| Exercise task A |
In the JSON encoders example, what format does the json_encoders setting give the datetime?

| Document extract |
— start —
The example contains an additional configuration for the JSON encoders. This time different from the NotificationMessageBody example, the json_encoders ensures that the datetime is formatted as %Y-%m-%d %H:%M:%S as the JSON transformation is being done.

An example input:

parsed_and_cleaned_message_body_dict = {
    "message_type": "Space Weather Notification - Radiation Belt Enhancement",
    "message_issue_date": "2020-10-07T17:18:51Z",
    "message_id": "20201007-AL-001",
    "disclaimer": "NOAA's Space Weather Prediction Center (http://swpc.noaa.gov) is the United States Government official source for space weather forecasts. This \"Experimental Research Information\" consists of preliminary NASA research products and should be interpreted and used accordingly.",
    "summary": "Significantly elevated energetic electron fluxes in the Earth's outer radiation belt. GOES \"greater than 2.0 MeV\" integral electron flux is above 1000 pfu starting at 2020-10-07T14:05Z. The elevated energetic electron flux levels are caused by an S-type CME with ID 2020-09-30T12:09:00-CME-001. NASA spacecraft at GEO, MEO and other orbits passing through or in the vicinity of the Earth's outer radiation belt can be impacted. Activity ID: 2020-10-07T14:05:00-RBE-001."
}

parsed_and_cleaned_notification_message_dict = {
    "insertion_date": "2020-12-15T20:08:23.091Z",
    "message_type_abbreviation": "RBE",
    "message_url": "https://kauai.ccmc.gsfc.nasa.gov/DONKI/view/Alert/15920/1",
    "message_body": parsed_and_cleaned_message_body_dict
}

print(
    NotificationMessage(
        **parsed_and_cleaned_notification_message_dict
    ).json()
)
— end —
(Records)
— start —
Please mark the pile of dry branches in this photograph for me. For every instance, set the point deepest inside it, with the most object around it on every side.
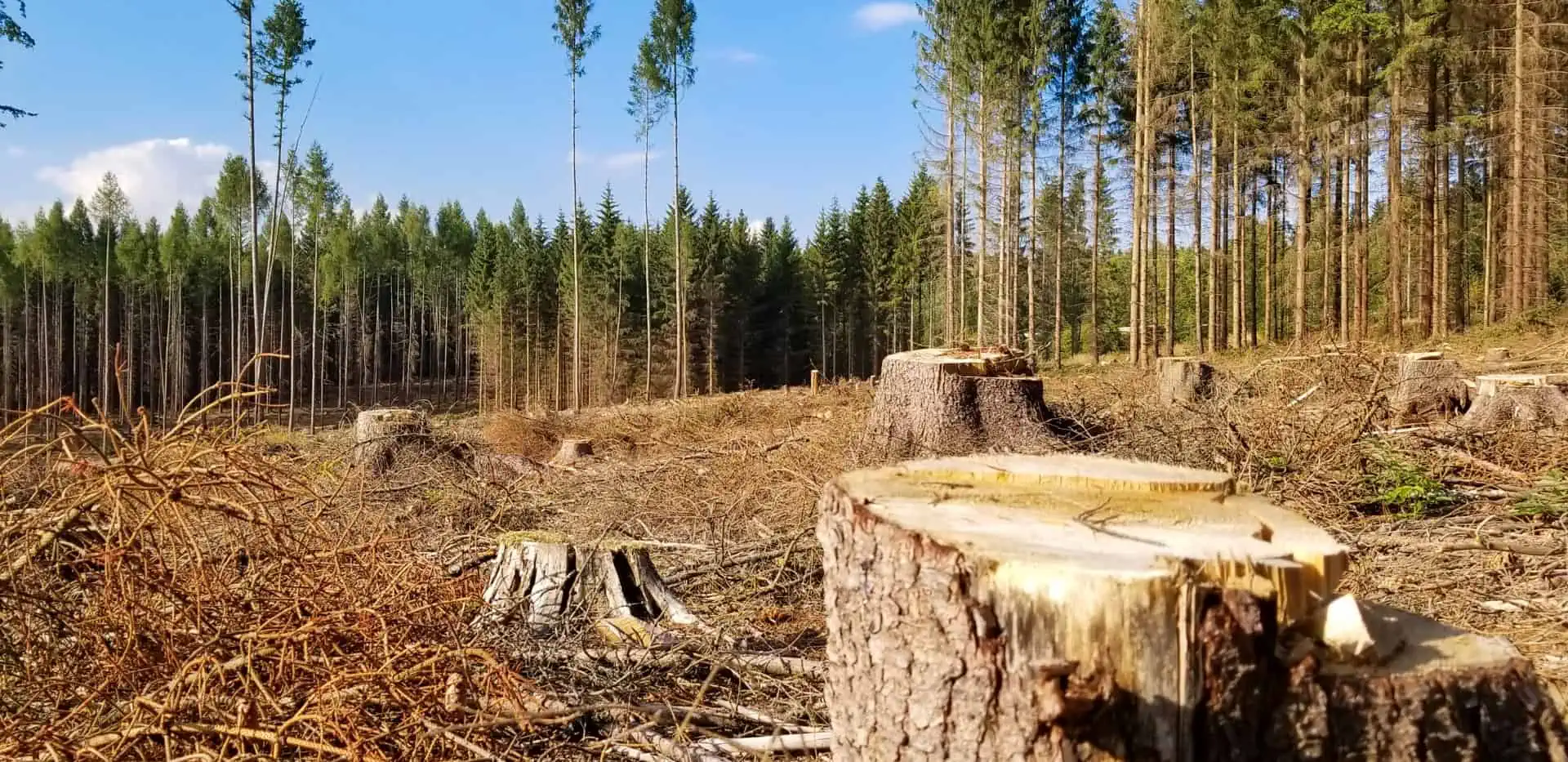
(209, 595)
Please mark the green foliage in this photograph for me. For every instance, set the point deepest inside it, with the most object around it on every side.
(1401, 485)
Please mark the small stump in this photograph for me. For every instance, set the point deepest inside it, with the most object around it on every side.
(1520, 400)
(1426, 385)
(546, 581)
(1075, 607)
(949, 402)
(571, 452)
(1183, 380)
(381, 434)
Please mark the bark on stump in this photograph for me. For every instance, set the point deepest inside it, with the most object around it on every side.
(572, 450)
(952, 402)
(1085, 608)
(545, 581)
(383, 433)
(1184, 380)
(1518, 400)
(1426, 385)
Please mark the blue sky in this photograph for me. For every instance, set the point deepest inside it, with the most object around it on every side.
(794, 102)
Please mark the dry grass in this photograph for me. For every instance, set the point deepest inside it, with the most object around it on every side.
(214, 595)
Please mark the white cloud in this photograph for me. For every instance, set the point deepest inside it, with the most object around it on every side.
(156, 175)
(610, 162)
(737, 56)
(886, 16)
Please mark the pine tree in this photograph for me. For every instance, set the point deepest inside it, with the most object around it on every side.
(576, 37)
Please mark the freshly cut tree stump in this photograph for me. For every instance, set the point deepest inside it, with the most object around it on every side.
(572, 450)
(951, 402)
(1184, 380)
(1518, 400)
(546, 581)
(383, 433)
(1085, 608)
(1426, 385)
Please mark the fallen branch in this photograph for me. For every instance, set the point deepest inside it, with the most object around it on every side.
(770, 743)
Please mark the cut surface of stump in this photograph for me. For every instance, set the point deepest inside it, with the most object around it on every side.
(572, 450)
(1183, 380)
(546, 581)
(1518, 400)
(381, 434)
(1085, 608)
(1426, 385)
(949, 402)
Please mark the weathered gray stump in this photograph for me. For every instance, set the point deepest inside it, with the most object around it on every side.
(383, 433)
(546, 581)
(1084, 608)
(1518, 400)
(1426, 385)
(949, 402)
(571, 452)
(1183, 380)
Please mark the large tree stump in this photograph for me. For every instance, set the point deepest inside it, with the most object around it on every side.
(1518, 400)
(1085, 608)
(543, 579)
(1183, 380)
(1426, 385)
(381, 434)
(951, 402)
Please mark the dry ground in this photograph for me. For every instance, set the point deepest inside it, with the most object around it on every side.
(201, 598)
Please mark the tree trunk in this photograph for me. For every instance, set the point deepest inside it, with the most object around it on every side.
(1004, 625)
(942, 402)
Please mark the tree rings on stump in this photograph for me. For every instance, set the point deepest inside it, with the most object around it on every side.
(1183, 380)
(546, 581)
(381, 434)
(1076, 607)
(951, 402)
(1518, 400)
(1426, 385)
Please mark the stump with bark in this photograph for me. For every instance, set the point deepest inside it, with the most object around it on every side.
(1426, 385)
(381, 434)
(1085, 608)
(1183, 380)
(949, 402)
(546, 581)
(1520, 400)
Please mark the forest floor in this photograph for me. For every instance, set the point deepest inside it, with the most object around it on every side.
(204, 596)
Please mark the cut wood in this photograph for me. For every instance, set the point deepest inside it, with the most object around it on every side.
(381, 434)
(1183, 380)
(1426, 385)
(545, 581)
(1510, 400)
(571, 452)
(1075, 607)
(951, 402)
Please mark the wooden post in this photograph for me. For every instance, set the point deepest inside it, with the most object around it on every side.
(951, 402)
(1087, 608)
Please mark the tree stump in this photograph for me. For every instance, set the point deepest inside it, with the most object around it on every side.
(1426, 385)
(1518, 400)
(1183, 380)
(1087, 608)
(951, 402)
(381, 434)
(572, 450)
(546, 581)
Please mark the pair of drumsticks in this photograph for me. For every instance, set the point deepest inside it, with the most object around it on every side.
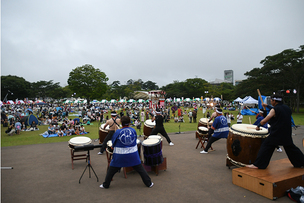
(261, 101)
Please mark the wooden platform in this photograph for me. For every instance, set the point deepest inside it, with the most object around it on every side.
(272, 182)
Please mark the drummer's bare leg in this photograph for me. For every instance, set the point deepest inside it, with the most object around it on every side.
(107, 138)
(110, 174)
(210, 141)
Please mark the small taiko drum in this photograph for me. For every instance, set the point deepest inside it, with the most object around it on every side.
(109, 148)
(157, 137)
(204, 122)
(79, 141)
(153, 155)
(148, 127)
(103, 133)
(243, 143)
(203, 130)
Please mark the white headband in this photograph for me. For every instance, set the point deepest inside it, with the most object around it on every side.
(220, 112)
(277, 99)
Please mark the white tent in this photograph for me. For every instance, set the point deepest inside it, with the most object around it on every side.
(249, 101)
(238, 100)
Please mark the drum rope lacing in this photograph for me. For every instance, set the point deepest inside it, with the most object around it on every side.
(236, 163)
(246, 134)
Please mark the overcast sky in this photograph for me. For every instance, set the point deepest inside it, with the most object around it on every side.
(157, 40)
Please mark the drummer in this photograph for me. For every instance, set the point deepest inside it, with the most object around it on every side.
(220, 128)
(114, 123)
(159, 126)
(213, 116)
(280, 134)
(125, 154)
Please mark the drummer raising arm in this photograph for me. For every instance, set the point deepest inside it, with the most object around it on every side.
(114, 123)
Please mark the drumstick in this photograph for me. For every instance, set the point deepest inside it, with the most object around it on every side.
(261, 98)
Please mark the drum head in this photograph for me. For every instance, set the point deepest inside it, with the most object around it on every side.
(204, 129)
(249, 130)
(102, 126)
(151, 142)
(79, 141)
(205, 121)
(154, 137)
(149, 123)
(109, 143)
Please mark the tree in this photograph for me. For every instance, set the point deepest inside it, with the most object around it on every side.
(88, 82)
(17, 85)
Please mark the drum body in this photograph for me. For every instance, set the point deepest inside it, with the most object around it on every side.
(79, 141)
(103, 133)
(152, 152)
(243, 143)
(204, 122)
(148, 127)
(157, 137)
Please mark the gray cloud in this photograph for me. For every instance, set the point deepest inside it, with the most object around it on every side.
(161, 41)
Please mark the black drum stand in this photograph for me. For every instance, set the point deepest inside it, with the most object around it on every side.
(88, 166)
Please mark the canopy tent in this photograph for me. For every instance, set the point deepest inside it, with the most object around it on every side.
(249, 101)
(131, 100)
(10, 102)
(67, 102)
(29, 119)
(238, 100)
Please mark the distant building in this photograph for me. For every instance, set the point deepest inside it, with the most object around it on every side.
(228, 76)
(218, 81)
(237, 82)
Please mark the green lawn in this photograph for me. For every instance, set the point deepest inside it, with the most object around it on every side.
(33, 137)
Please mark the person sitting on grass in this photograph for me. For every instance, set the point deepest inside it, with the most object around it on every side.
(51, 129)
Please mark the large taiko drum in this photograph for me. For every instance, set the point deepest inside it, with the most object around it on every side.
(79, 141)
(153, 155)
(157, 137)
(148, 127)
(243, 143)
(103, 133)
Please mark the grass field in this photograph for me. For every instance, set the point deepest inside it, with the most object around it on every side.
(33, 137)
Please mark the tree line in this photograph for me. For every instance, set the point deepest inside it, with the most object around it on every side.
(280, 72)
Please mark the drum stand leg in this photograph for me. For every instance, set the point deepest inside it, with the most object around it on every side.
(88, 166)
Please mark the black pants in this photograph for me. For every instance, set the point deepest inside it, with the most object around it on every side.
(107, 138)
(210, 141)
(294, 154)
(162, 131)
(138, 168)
— end —
| Exercise task B |
Please retype the listing, starting with the line that contains "Please mark the person" and going on through the end of the listing.

| Written solution A |
%Y-%m-%d %H:%M:%S

| Written solution B |
Please mark the person sitting on grass in this photograph for me. For every instance, set the point deepest inside it, with the most object around it on every side.
(51, 129)
Please mark the large taiko drum in this photograph for me. For every instance, set the point deepest inside it, with the most object around it on every side.
(79, 141)
(153, 155)
(157, 137)
(148, 127)
(243, 143)
(103, 133)
Please mark the grass field in this photograph for me. For every instance, set the point deepest inside it, with the most object around it on every side.
(33, 137)
Please mark the tree line in this photograph for me. For every instance, set the point deepest inside it, with the most object around it on every side.
(280, 72)
Please mark the drum stand leg in this photograph for me. For every instance, set the point deepest inside it, with the most object around it on every side.
(88, 166)
Please mark the black pants in this photograph for me. For every instance, set the point deepest inside it, with the most object around it on every side.
(107, 138)
(210, 141)
(294, 154)
(162, 131)
(138, 168)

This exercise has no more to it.